[Image point grounding data]
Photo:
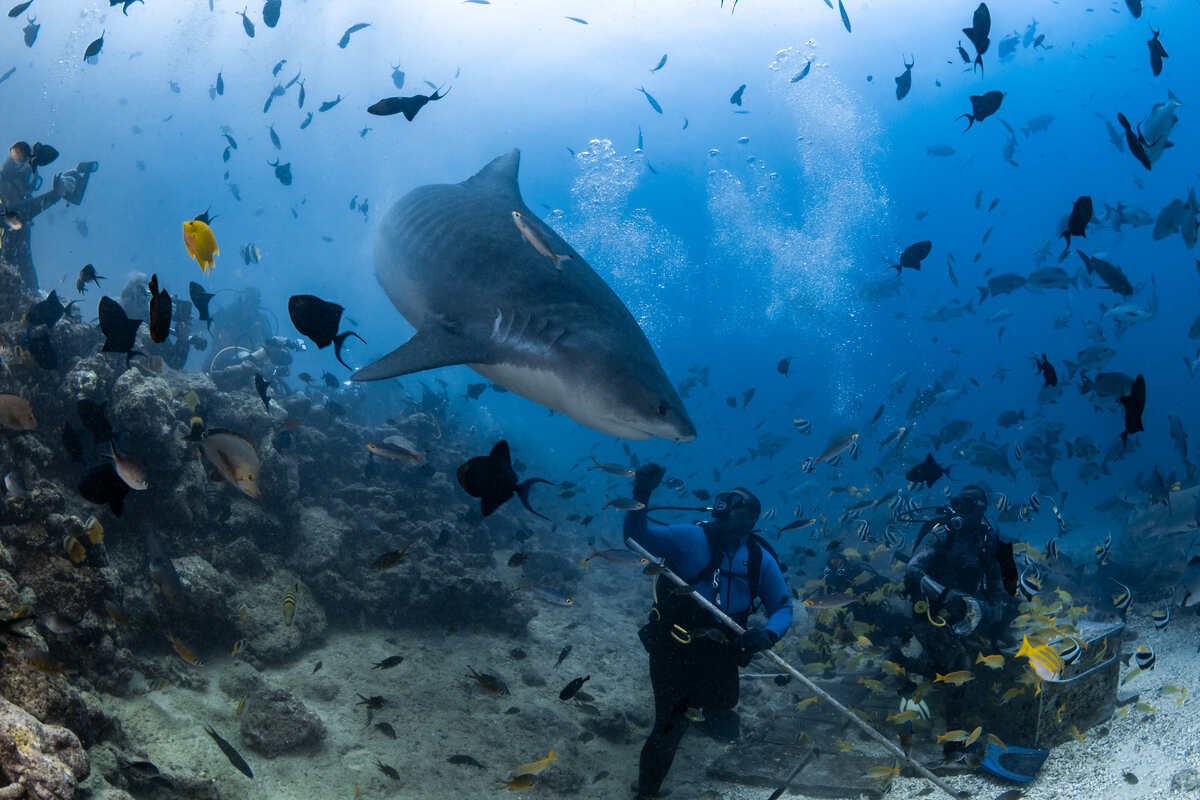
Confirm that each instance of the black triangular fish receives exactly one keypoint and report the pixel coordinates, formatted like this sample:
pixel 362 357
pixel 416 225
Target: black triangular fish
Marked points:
pixel 47 312
pixel 318 319
pixel 201 300
pixel 95 47
pixel 119 330
pixel 492 480
pixel 406 106
pixel 927 471
pixel 103 486
pixel 160 311
pixel 1134 404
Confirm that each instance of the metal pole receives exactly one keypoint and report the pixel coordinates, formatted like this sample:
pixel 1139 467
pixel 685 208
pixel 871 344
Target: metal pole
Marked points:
pixel 796 673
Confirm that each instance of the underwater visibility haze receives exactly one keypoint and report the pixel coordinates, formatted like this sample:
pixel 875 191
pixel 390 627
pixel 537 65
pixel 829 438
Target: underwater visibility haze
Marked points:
pixel 841 358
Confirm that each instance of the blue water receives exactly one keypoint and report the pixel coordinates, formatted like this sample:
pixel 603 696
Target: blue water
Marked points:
pixel 730 254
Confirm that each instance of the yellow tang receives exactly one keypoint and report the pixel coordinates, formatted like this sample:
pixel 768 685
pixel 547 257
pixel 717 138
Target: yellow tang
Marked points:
pixel 201 244
pixel 534 768
pixel 1043 660
pixel 955 678
pixel 994 661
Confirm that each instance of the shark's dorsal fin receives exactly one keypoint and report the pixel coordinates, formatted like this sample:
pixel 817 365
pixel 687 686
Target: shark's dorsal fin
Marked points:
pixel 435 346
pixel 499 174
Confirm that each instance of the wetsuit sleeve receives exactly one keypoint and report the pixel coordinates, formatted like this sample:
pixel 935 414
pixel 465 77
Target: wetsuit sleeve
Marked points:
pixel 671 542
pixel 777 601
pixel 921 561
pixel 29 209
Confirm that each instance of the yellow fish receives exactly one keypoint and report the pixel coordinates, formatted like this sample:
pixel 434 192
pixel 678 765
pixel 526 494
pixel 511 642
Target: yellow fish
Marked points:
pixel 534 768
pixel 882 773
pixel 955 678
pixel 1043 660
pixel 994 661
pixel 201 244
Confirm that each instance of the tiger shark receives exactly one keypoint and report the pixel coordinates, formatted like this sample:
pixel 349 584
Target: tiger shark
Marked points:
pixel 467 265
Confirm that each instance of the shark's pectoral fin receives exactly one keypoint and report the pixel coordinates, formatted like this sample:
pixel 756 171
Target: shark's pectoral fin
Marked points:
pixel 430 348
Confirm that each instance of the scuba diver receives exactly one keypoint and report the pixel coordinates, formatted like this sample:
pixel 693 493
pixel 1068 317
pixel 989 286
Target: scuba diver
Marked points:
pixel 965 576
pixel 18 206
pixel 694 660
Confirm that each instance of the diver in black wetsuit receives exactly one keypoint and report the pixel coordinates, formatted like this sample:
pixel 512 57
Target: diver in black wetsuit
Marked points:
pixel 965 572
pixel 18 206
pixel 694 659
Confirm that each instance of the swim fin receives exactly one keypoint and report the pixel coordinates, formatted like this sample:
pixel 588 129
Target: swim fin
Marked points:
pixel 1019 764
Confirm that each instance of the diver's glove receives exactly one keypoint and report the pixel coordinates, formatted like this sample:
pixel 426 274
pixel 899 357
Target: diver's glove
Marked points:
pixel 646 480
pixel 955 606
pixel 753 641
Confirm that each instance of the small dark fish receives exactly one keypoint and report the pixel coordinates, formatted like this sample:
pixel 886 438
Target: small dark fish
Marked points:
pixel 201 299
pixel 981 26
pixel 1047 371
pixel 1157 53
pixel 119 330
pixel 261 386
pixel 246 25
pixel 271 13
pixel 283 172
pixel 353 29
pixel 160 311
pixel 94 48
pixel 493 481
pixel 562 655
pixel 319 319
pixel 928 471
pixel 231 753
pixel 1135 142
pixel 1080 215
pixel 47 312
pixel 983 106
pixel 912 256
pixel 373 703
pixel 904 80
pixel 406 106
pixel 573 687
pixel 1134 403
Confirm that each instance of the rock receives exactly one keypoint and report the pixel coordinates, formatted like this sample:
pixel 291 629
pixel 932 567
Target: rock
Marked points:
pixel 275 721
pixel 46 759
pixel 1186 780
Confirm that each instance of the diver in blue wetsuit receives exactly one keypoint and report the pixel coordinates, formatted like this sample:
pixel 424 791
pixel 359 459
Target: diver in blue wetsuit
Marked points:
pixel 694 657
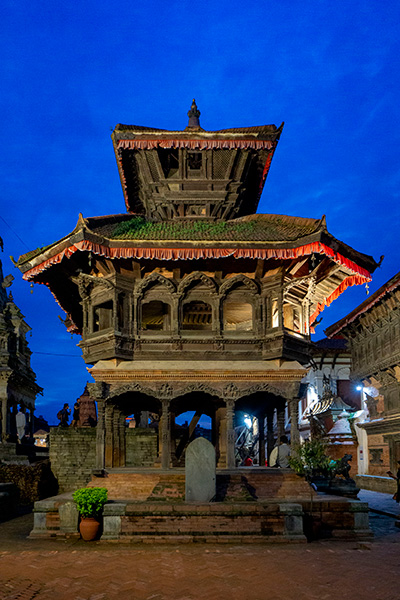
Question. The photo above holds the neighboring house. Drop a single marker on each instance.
(18, 385)
(373, 332)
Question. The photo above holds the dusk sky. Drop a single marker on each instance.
(71, 71)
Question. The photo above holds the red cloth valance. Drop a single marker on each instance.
(200, 144)
(198, 253)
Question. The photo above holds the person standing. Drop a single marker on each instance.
(396, 497)
(63, 415)
(75, 415)
(280, 454)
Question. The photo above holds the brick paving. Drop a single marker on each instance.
(75, 570)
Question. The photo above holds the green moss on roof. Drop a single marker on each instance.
(140, 228)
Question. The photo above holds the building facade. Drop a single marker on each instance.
(373, 332)
(190, 300)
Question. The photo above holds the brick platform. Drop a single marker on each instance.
(252, 505)
(239, 485)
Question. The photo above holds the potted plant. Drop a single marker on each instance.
(90, 503)
(310, 460)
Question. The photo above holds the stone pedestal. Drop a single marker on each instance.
(200, 475)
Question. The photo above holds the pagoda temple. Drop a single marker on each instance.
(18, 385)
(189, 300)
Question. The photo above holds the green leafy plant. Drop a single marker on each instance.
(310, 459)
(90, 501)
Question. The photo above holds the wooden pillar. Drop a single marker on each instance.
(4, 419)
(109, 441)
(116, 442)
(261, 440)
(294, 421)
(230, 434)
(270, 431)
(280, 412)
(122, 433)
(100, 434)
(165, 435)
(31, 421)
(144, 419)
(220, 432)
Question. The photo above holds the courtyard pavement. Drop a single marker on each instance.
(76, 570)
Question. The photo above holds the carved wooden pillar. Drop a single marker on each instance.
(280, 411)
(230, 434)
(294, 421)
(136, 315)
(270, 430)
(215, 315)
(122, 433)
(4, 419)
(109, 441)
(261, 440)
(31, 421)
(220, 432)
(175, 315)
(165, 435)
(219, 316)
(100, 434)
(116, 441)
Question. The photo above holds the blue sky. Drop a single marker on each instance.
(70, 71)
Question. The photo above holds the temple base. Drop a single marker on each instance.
(254, 506)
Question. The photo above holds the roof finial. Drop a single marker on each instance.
(194, 115)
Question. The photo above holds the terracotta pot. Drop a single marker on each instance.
(89, 528)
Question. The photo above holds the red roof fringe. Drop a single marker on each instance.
(348, 282)
(202, 144)
(198, 253)
(364, 307)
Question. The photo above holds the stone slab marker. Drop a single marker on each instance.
(200, 471)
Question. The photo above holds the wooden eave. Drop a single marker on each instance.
(355, 317)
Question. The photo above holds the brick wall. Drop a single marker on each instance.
(72, 456)
(141, 447)
(379, 460)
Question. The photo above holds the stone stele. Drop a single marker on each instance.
(200, 471)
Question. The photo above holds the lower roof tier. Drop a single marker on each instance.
(298, 256)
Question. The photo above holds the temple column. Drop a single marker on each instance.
(270, 431)
(144, 419)
(220, 433)
(261, 440)
(4, 420)
(122, 432)
(230, 434)
(165, 435)
(294, 421)
(100, 435)
(109, 441)
(116, 440)
(280, 414)
(31, 421)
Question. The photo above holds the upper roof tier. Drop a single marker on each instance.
(193, 174)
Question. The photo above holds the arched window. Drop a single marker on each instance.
(291, 317)
(238, 316)
(156, 316)
(103, 316)
(197, 316)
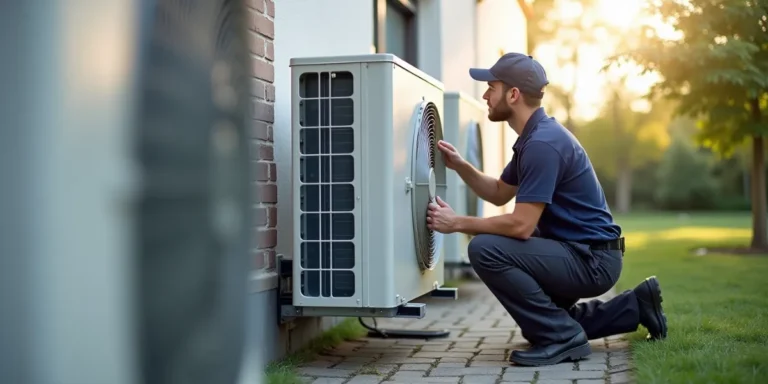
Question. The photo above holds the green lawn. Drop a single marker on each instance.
(716, 305)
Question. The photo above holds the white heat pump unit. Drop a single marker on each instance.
(464, 117)
(365, 167)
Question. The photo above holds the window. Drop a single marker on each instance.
(395, 28)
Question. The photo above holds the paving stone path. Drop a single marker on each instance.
(482, 337)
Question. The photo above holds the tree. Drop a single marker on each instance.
(570, 32)
(684, 177)
(621, 140)
(717, 70)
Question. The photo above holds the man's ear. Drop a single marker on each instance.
(513, 95)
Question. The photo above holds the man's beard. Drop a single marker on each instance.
(501, 112)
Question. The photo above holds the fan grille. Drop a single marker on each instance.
(429, 181)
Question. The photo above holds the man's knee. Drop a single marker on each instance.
(485, 253)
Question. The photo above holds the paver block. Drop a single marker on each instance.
(492, 351)
(465, 371)
(465, 350)
(517, 376)
(366, 379)
(434, 348)
(462, 360)
(497, 357)
(486, 345)
(415, 367)
(481, 363)
(620, 378)
(593, 367)
(571, 375)
(465, 345)
(465, 355)
(410, 375)
(326, 380)
(555, 367)
(425, 380)
(325, 372)
(618, 361)
(351, 365)
(479, 379)
(319, 364)
(406, 360)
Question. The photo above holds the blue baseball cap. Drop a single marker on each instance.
(516, 70)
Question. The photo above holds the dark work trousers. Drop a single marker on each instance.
(539, 281)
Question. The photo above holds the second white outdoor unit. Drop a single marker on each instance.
(463, 118)
(365, 167)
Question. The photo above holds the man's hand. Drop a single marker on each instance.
(440, 217)
(451, 156)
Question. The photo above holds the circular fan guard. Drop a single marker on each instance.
(474, 153)
(429, 179)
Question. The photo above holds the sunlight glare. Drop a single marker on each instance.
(622, 14)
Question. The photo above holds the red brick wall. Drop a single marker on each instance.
(261, 16)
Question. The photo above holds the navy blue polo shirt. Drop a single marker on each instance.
(550, 166)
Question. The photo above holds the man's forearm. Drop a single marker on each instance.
(485, 187)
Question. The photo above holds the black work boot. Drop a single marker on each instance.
(649, 305)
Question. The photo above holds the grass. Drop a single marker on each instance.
(284, 370)
(716, 305)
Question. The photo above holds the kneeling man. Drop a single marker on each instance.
(560, 244)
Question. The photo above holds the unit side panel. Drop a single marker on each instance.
(408, 91)
(451, 129)
(326, 127)
(382, 156)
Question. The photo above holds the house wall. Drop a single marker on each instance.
(449, 42)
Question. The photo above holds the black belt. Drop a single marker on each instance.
(609, 245)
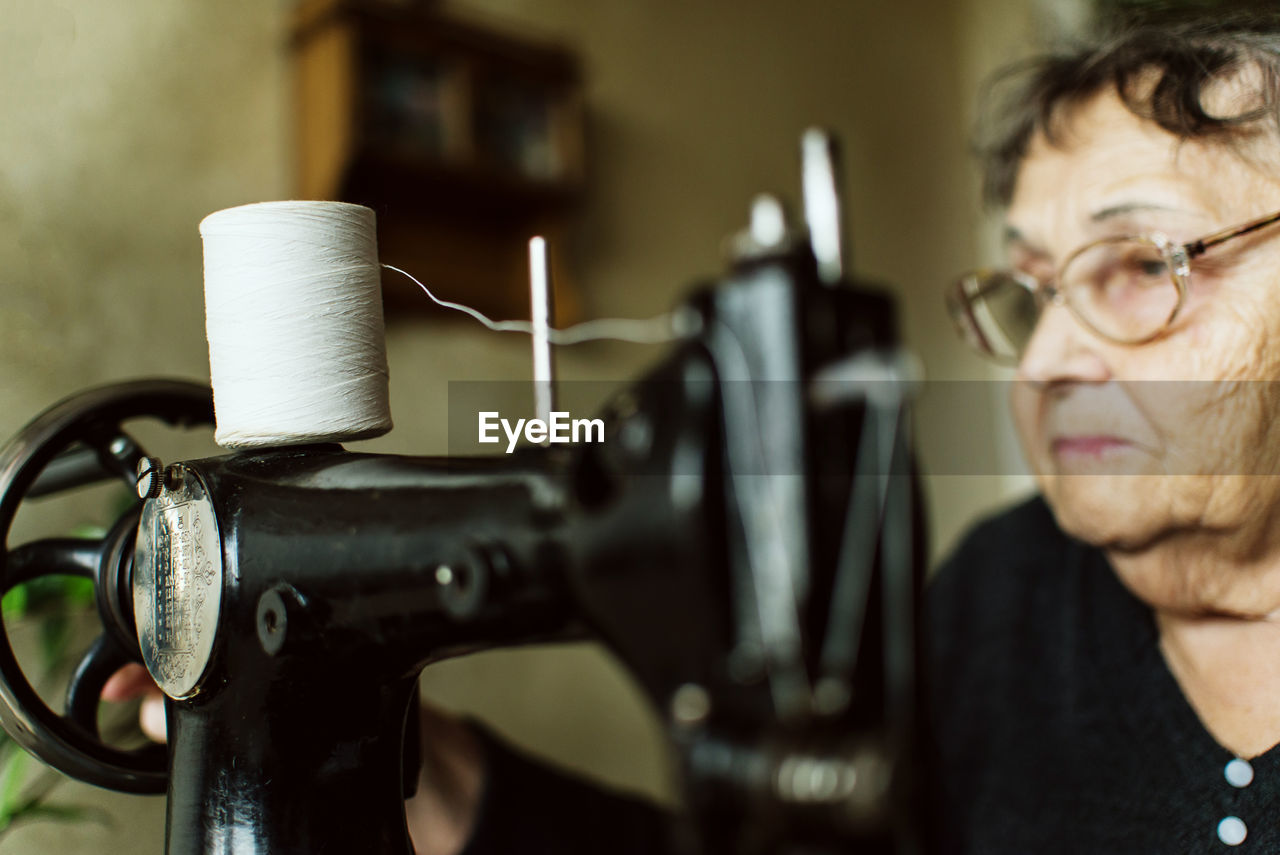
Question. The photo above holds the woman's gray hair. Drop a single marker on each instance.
(1161, 72)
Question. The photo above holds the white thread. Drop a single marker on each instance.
(649, 330)
(295, 319)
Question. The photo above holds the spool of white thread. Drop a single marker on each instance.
(295, 319)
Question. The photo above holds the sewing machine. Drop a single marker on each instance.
(745, 539)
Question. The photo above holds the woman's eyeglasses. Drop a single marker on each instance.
(1125, 289)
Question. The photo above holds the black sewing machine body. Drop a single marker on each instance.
(287, 599)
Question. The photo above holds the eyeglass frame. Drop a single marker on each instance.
(1047, 292)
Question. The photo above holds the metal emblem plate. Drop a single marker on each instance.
(178, 585)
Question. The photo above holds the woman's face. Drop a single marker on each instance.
(1132, 444)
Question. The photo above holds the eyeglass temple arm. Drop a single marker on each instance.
(1196, 247)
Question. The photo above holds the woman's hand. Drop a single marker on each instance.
(439, 815)
(129, 682)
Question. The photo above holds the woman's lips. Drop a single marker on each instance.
(1087, 447)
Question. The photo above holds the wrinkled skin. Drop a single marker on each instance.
(1182, 499)
(1182, 494)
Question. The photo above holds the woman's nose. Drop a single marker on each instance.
(1061, 351)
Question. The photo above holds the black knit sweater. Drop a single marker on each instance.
(1060, 727)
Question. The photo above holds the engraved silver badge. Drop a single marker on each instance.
(178, 584)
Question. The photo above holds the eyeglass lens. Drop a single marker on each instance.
(1123, 289)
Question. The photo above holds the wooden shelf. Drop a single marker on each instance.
(465, 141)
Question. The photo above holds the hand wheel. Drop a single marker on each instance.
(77, 442)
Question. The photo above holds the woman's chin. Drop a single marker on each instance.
(1107, 511)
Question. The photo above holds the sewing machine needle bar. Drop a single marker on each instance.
(542, 310)
(821, 181)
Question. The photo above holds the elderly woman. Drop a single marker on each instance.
(1106, 658)
(1109, 655)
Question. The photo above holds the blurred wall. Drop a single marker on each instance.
(124, 123)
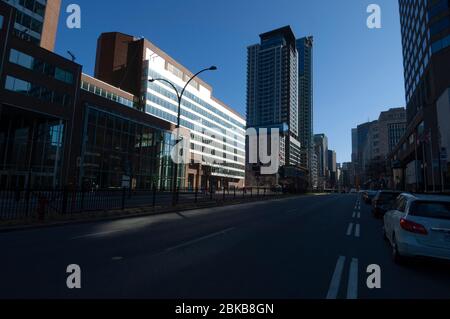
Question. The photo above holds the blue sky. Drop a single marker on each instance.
(358, 71)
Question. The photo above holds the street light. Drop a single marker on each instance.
(180, 98)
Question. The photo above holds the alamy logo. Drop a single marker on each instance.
(74, 279)
(374, 19)
(374, 279)
(74, 19)
(214, 149)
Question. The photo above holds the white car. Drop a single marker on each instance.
(419, 226)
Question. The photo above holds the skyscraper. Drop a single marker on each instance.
(272, 91)
(305, 92)
(37, 21)
(425, 28)
(321, 145)
(217, 132)
(306, 102)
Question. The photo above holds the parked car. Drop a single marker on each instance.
(368, 196)
(419, 226)
(383, 202)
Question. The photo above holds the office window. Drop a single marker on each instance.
(17, 85)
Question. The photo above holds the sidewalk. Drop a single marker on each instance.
(96, 216)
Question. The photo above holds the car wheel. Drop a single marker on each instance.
(396, 256)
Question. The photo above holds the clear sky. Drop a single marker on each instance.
(358, 72)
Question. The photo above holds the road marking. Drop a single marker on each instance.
(350, 229)
(352, 288)
(336, 280)
(195, 241)
(358, 231)
(98, 234)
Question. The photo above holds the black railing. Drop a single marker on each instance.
(22, 204)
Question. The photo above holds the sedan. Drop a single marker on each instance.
(383, 202)
(419, 226)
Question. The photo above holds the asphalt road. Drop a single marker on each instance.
(310, 247)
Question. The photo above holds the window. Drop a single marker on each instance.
(37, 91)
(17, 85)
(400, 204)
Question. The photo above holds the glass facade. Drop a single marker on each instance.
(37, 91)
(29, 20)
(118, 151)
(40, 66)
(31, 150)
(219, 139)
(425, 28)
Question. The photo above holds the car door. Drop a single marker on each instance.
(435, 217)
(392, 218)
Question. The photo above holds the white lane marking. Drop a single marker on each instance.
(99, 234)
(352, 288)
(350, 229)
(336, 280)
(195, 241)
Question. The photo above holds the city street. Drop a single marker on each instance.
(306, 247)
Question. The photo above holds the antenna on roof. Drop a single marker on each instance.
(24, 33)
(72, 56)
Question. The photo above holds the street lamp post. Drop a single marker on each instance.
(180, 98)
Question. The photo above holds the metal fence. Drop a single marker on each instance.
(20, 204)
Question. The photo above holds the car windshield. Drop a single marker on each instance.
(438, 210)
(388, 196)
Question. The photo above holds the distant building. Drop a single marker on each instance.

:: GOAL OF THE EXERCISE ::
Return the opening line of the data above and every line after it up to and including the line that holds "pixel 465 77"; pictures stay out.

:: WRITTEN SOLUTION ::
Photo:
Confirm that each instance of the black triangular fish receives exactly one keypoint and report the pixel coordinates, formatted like this sample:
pixel 362 357
pixel 416 225
Target: black triangular fish
Marked points:
pixel 47 312
pixel 318 319
pixel 201 300
pixel 95 47
pixel 119 330
pixel 492 480
pixel 406 106
pixel 927 471
pixel 103 486
pixel 160 311
pixel 1134 404
Confirm that each instance of the metal pole receives exactly one keypoint and report the pixel coordinates, formatted like this sample:
pixel 1139 467
pixel 685 208
pixel 871 344
Target: metal pole
Marked points:
pixel 796 673
Confirm that each instance of the underwater visibility haze receives exactly one keypoint and report the pixel coordinates, formatted like this sample:
pixel 875 191
pixel 390 627
pixel 537 65
pixel 829 438
Target: underwater visibility haze
Marked points:
pixel 841 358
Confirm that each instance of the blue water receives exactly one keypoint and report the pixel coordinates, formatted like this sample:
pixel 603 696
Target: blue water
Marked points:
pixel 730 254
Confirm that each instance of the yellow tang receives exactly one keypoint and report the pixel coordinates, formatted like this sample:
pixel 768 685
pixel 547 257
pixel 717 138
Target: yellow tang
Marked points:
pixel 201 244
pixel 534 768
pixel 1043 660
pixel 955 678
pixel 994 661
Confirm that each instance of the shark's dorsal fin receives exactly one keypoint and report the pixel coordinates, formatted like this sample:
pixel 817 365
pixel 687 686
Target: shark's dorsal fin
Marked points:
pixel 435 346
pixel 499 174
Confirm that each instance of the wetsuit sleeve receives exactly one keypoint and report the pixel coordinates, formatted like this sample:
pixel 935 414
pixel 465 77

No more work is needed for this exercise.